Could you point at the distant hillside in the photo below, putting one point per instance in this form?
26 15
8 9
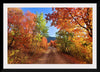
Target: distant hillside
51 38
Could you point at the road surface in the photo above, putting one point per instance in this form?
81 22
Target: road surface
51 56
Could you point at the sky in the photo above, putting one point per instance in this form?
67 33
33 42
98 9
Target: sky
52 30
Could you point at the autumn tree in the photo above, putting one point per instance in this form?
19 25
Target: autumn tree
41 25
64 39
78 20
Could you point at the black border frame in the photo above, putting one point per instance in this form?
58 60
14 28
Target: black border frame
46 70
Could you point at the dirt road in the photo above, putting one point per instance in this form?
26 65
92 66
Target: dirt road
51 56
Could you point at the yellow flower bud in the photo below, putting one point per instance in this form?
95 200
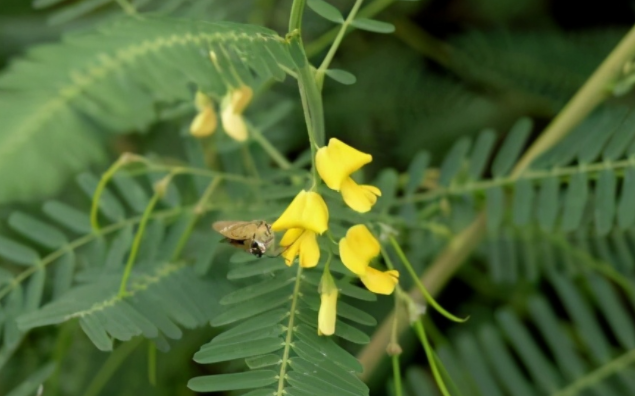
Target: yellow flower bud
232 108
327 315
358 248
204 124
359 198
303 243
380 282
335 163
307 211
206 121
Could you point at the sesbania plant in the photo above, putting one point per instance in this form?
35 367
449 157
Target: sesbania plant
340 266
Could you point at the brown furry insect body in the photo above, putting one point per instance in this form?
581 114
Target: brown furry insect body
254 237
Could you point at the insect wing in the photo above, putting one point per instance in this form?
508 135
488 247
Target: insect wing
236 230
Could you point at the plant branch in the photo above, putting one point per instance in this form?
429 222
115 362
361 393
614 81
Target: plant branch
319 74
289 337
295 18
450 259
327 38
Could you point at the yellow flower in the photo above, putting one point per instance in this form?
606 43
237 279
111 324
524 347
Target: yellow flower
380 282
357 249
327 315
300 242
307 211
335 163
232 107
205 122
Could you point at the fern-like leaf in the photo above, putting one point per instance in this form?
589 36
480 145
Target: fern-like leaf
64 95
---*---
**Given request**
Reproduce every line from the one containing "Could you point at the fern-like" through the end of the records, requests included, and shift each coordinate in the answers by adding 77 to it.

**The reply**
Could you point at the fern-like leaf in the photo above, putting one point per instance in this form?
589 36
480 145
Target: fern-like leaf
141 172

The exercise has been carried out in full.